QUOTED TEXT
#####
Voxound
- Available in: English, Spanish
- Owner: Voxolutions SpA.
- Creators: Ignacio Baixas, Jaime Bunzli, Cristián Diaz, Juan Ignacio Donoso, Agustin Feuerhake
- Commercial: yes
- Registration: Optional (Facebook)
- Launched: 2008
- Current status: Inactive

= Voxound =

Voxound is a music web site that offers streaming through YouTube videos and plays local files through the use of a downloadable daemon. Voxound strives to generate a general classification of music (also known as a folksonomy of music) and encourages exploratory search.

== History ==
The project was originally started by Jaime Bunzli as an attempt of solving his own needs for fixing and ordering his music collection. In 2007 he involved some of his colleagues at Pontificia Universidad Católica de Chile and started working in an initial Voxound prototype. In October 2008 the team got funding from family and friends and started from scratch. During the year 2009, Voxound developed a player for Windows, but its development was discontinued in early 2010. In October 2009, the Latin American Intel Challenge awarded them with $15.000 and tickets to participate in the Intel + UC Berkeley Technology Entrepreneurship Challenge.
#####
PROBLEM 1
Identify every line of the listing below that contains the word "form", and copy each one. Case counts.
#####
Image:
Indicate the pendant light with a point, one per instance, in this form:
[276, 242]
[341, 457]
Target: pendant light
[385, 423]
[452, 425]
#####
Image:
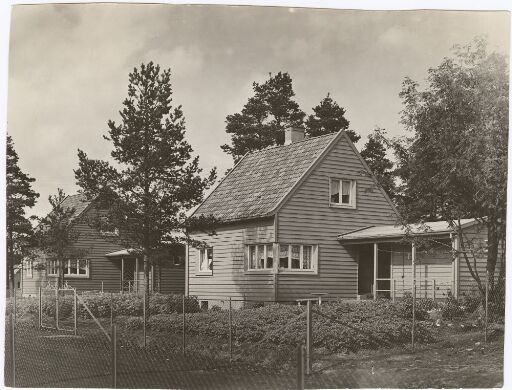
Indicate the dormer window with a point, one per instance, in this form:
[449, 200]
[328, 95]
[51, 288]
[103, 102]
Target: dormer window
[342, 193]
#####
PROBLEM 2
In the Voxound text, what did the Latin American Intel Challenge award the team in October 2009?

RIGHT ANSWER 1
Indicate the pendant light with a point, one per instance, in this form:
Indicate the dormer window with a point, one per instance, in this form:

RIGHT ANSWER 2
$15.000 and tickets to participate in the Intel + UC Berkeley Technology Entrepreneurship Challenge.